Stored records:
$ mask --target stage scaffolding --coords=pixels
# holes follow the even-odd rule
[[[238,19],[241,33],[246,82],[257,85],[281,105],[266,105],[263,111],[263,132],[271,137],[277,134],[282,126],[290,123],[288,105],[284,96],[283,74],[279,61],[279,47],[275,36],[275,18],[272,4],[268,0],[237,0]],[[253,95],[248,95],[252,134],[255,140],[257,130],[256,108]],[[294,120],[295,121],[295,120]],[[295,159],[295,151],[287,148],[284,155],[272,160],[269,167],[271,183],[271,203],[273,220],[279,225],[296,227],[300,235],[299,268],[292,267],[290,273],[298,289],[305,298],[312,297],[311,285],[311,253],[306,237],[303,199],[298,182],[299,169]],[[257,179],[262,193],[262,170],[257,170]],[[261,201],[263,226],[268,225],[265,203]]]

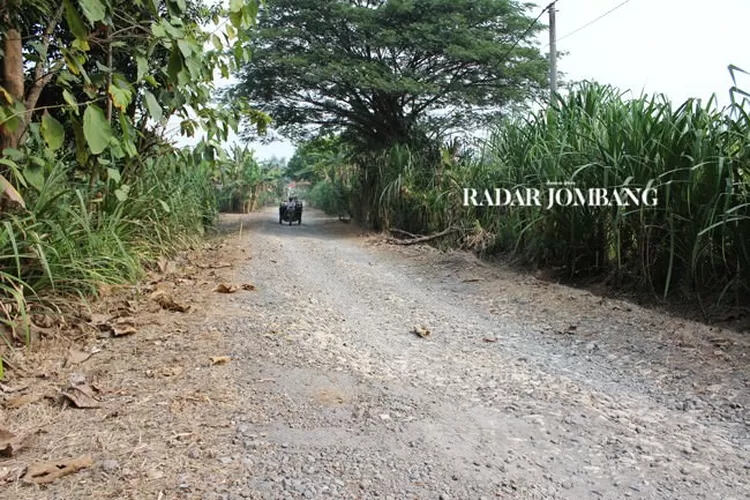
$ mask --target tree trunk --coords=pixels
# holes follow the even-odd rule
[[[5,14],[5,21],[10,23],[10,16]],[[10,96],[18,102],[23,102],[23,45],[21,44],[21,33],[15,28],[9,28],[5,33],[5,52],[3,58],[3,86]],[[15,131],[3,127],[2,148],[15,148],[21,138],[25,125],[18,125]]]
[[[57,23],[62,16],[64,5],[60,5],[55,11],[54,16],[49,20],[47,27],[42,36],[42,46],[46,50],[50,44],[50,37],[57,27]],[[6,24],[11,25],[11,17],[8,12],[3,19]],[[24,67],[23,67],[23,42],[21,33],[16,28],[9,28],[5,34],[5,44],[3,47],[5,58],[3,60],[3,85],[8,93],[15,99],[24,104],[26,111],[23,114],[21,123],[13,132],[3,128],[0,130],[2,136],[2,147],[18,147],[23,139],[29,124],[31,123],[34,107],[39,96],[42,94],[44,87],[52,80],[54,76],[53,68],[46,68],[46,61],[41,60],[34,66],[33,80],[28,96],[25,95],[24,89]],[[45,70],[47,72],[45,73]]]
[[[109,40],[109,28],[107,28],[105,36]],[[107,73],[107,123],[112,124],[112,96],[110,95],[109,89],[112,86],[112,42],[107,42],[107,68],[110,72]],[[91,162],[91,177],[89,178],[89,196],[91,196],[91,209],[95,208],[94,198],[96,197],[96,185],[99,182],[99,166],[97,162]]]
[[[248,210],[248,213],[255,210],[255,201],[258,199],[258,187],[258,184],[253,187],[253,192],[250,195],[250,209]]]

### Problem
The records above are to be reproduced exactly; the pictures are to be left out.

### Your response
$ mask --target stage scaffolding --coords=pixels
# holes follow the even-odd rule
[[[238,19],[241,33],[246,82],[257,85],[281,105],[266,105],[263,111],[263,132],[271,137],[277,134],[282,126],[290,123],[288,105],[284,96],[283,74],[279,61],[279,47],[275,36],[275,18],[272,4],[268,0],[237,0]],[[253,95],[248,95],[252,134],[255,140],[257,130],[256,108]],[[294,120],[295,121],[295,120]],[[295,159],[295,151],[287,148],[284,155],[272,160],[269,167],[271,183],[271,203],[273,220],[279,225],[296,227],[300,235],[299,268],[292,267],[290,273],[298,289],[305,298],[312,297],[311,285],[311,253],[306,237],[303,199],[298,182],[299,169]],[[257,179],[262,193],[262,170],[257,170]],[[261,201],[263,226],[268,225],[265,203]]]

$ mask --target tree trunk --coords=pixels
# holes follow the even-odd rule
[[[5,14],[5,21],[10,23],[10,16]],[[10,96],[18,102],[23,102],[23,45],[21,44],[21,33],[15,28],[9,28],[5,33],[5,52],[3,58],[3,86]],[[15,131],[3,127],[2,148],[15,148],[21,138],[25,125],[18,125]]]
[[[57,23],[62,16],[64,5],[60,5],[55,11],[54,16],[49,20],[47,27],[42,36],[42,46],[46,50],[50,44],[50,37],[57,27]],[[6,24],[11,25],[11,17],[8,12],[3,19]],[[24,67],[23,67],[23,42],[21,33],[16,28],[9,28],[5,34],[5,44],[3,47],[5,58],[3,60],[3,85],[8,93],[15,99],[24,104],[26,111],[23,114],[21,123],[13,132],[3,128],[0,130],[2,136],[2,147],[18,147],[23,139],[29,124],[31,123],[34,107],[39,96],[42,94],[44,87],[52,80],[54,76],[53,68],[46,68],[46,61],[41,60],[34,66],[33,80],[28,96],[25,95],[24,89]],[[45,70],[47,72],[45,73]]]
[[[109,40],[109,28],[107,28],[105,36]],[[107,73],[107,123],[112,124],[112,96],[110,95],[109,89],[112,86],[112,42],[107,42],[107,68],[110,72]],[[91,162],[91,177],[89,178],[89,196],[91,196],[91,209],[95,208],[94,198],[96,197],[96,185],[99,182],[99,166],[97,162]]]
[[[248,210],[248,213],[255,210],[255,201],[258,199],[258,187],[258,184],[253,187],[253,192],[250,195],[250,209]]]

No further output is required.